■ **WHAT IS REQUIRED**
Here are some entries; quote each one exactly.

***** DATA FOR THIS EXERCISE *****

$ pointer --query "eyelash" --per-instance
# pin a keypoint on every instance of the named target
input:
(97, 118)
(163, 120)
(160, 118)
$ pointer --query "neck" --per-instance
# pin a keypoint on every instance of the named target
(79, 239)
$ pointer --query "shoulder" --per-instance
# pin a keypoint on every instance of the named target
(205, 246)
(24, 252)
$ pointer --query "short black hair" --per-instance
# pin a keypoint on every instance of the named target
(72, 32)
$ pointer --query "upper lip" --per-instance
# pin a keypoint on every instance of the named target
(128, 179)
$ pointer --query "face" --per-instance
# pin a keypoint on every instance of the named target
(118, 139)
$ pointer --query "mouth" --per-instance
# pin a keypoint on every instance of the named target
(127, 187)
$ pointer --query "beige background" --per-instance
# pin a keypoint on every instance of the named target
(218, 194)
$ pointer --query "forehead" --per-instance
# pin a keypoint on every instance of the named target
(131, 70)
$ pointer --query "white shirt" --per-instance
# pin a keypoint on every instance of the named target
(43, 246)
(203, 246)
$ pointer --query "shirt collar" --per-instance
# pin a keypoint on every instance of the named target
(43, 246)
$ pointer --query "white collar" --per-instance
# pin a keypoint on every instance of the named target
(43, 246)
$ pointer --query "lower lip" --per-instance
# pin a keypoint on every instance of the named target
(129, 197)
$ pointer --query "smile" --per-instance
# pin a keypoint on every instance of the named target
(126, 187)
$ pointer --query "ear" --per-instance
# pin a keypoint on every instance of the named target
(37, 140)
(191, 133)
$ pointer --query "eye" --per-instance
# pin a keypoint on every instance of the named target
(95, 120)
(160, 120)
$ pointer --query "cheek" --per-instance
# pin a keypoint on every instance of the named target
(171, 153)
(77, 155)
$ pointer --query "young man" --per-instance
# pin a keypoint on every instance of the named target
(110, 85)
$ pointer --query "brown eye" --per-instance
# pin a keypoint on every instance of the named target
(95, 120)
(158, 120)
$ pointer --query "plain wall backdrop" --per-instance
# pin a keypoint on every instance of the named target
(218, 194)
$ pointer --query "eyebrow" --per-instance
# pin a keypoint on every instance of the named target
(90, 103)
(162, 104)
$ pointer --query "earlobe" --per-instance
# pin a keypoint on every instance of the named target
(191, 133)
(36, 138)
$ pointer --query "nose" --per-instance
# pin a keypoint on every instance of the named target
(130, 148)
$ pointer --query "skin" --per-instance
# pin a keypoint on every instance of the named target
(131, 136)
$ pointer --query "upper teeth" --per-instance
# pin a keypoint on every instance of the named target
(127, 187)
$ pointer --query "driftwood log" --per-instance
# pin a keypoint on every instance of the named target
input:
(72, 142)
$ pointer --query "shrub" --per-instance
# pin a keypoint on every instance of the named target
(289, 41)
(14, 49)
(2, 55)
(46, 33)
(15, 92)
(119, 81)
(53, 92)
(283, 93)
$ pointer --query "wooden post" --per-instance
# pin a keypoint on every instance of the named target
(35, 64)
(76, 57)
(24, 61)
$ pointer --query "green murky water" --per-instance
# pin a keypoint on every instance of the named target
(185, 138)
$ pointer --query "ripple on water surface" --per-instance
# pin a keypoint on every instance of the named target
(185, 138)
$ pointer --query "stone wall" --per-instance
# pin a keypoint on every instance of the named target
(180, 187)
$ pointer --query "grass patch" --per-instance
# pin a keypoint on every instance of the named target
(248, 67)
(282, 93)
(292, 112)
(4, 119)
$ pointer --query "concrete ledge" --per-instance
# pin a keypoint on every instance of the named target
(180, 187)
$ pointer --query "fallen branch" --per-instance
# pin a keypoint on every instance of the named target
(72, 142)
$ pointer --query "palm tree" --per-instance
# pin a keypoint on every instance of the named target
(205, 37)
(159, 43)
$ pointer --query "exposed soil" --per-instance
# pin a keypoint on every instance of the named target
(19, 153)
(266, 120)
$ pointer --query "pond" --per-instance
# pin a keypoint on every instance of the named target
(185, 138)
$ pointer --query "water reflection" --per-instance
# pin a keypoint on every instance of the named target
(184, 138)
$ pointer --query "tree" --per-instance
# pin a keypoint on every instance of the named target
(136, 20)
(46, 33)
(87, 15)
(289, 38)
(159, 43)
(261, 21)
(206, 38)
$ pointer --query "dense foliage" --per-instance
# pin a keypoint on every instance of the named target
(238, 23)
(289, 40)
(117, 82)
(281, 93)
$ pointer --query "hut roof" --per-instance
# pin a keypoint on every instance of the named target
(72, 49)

*****

■ **RESULT**
$ pointer --query "eyelash" --per-instance
# pin a keypoint on every instance of the named target
input:
(97, 118)
(163, 120)
(160, 118)
$ pointer --query "neck" --per-instance
# pin a keypoint on every instance of the named target
(79, 239)
$ pointer --query "shoulder" --per-instance
# pin a keypoint on every instance of the named target
(205, 246)
(24, 252)
$ pointer --query "short black hair" --per-instance
# pin a keypoint on every instance of the named target
(72, 32)
$ pointer --query "upper lip" --per-instance
# pin a keypoint on every instance of the named target
(128, 179)
$ pointer --query "face" --per-instance
# pin a keypoint on every instance of the named target
(118, 139)
$ pointer --query "mouth" --per-instance
# pin a keypoint on every instance of the named target
(127, 187)
$ pointer --query "beige background" --per-instance
# pin a keypoint on every instance of the named target
(218, 194)
$ pointer --query "forehead" --per-instance
# pin a keypoint on every instance of the named target
(131, 70)
$ pointer --query "white shirt" --per-instance
# pin a keypoint on every instance of the named target
(43, 246)
(203, 246)
$ pointer --query "shirt collar" --per-instance
# pin a keypoint on every instance of the named target
(43, 246)
$ pointer --query "white collar" --per-instance
# pin a keypoint on every instance of the named target
(43, 246)
$ pointer --query "lower lip" --per-instance
# pin a keypoint on every instance of the named target
(129, 197)
$ pointer --query "smile" --per-instance
# pin a keypoint on every instance of the named target
(126, 187)
$ pointer --query "ear" --per-instance
# pin a keypoint on every instance of the named target
(37, 140)
(191, 133)
$ pointer --query "eye" --per-instance
# pin a keypoint on every instance of the named target
(95, 120)
(160, 120)
$ pointer --query "cheek" --per-instance
# pin a keypoint on every instance of the named target
(171, 153)
(77, 155)
$ pointer --query "young man" --per-instance
# pin a keypoint on every instance of the named target
(110, 85)
$ pointer --query "brown eye" --per-instance
# pin a keypoint on every instance of the named target
(95, 120)
(158, 120)
$ pointer --query "plain wall backdrop" --per-instance
# pin a keypoint on every instance of the named target
(218, 194)
$ pointer --query "eyebrow" --per-instance
# pin a keypoint on every instance of the named target
(90, 103)
(162, 104)
$ pointer --query "earlobe" --per-instance
# pin a keypoint on every instance of the named target
(191, 133)
(36, 138)
$ pointer --query "nose" --per-instance
# pin a keypoint on every instance of the named target
(130, 148)
$ pointer --query "skin" --per-instance
# pin a keypoint on every instance of the named target
(131, 136)
$ pointer --query "upper teeth" --per-instance
# pin a keypoint on every instance of the named target
(127, 187)
$ pointer --query "driftwood log" --per-instance
# pin a keypoint on every instance of the named target
input:
(72, 142)
$ pointer --query "shrub" --per-instance
# pin a keypoint on every instance of the named target
(289, 41)
(14, 49)
(2, 55)
(46, 33)
(15, 92)
(119, 81)
(53, 92)
(283, 93)
$ pointer --query "wooden post" --per-instance
# pin a keypoint on every instance of the named target
(35, 64)
(76, 57)
(24, 61)
$ pointer --query "green murky water" --per-instance
# pin a keypoint on every instance of the named target
(185, 138)
$ pointer --query "ripple on water surface" --per-instance
# pin a keypoint on every instance of the named target
(185, 138)
$ pointer --query "stone wall" --per-instance
# pin a keypoint on every instance of the named target
(180, 187)
$ pointer --query "grass patch" --per-instance
# pin a keypoint on every instance of the named target
(248, 67)
(282, 93)
(292, 112)
(4, 119)
$ pointer --query "concrete ledge" --per-instance
# pin a keypoint on every instance of the named target
(180, 187)
$ pointer --query "fallen branch" --per-instance
# pin a keypoint on every instance of the named target
(72, 142)
$ pointer --query "palm tree" --per-instance
# pin a keypoint on every instance of the named target
(205, 37)
(159, 43)
$ pointer --query "exposed soil" --per-instance
# pin a keypoint on every instance of the named target
(19, 153)
(266, 120)
$ pointer --query "pond" --per-instance
# pin a keypoint on every instance of the named target
(185, 138)
$ pointer --query "water reflection" --per-instance
# pin a keypoint on every instance of the named target
(184, 138)
$ pointer --query "tree" --per-instance
# pin a keypoint on every instance of the named target
(136, 20)
(46, 33)
(87, 15)
(289, 38)
(159, 43)
(261, 21)
(206, 38)
$ pointer --query "dense foliage" --per-instance
# pin a keypoint on every instance of the named target
(238, 23)
(289, 40)
(117, 82)
(281, 93)
$ pointer --query "hut roof" --per-instance
# pin a keypoint on every instance of the named target
(72, 49)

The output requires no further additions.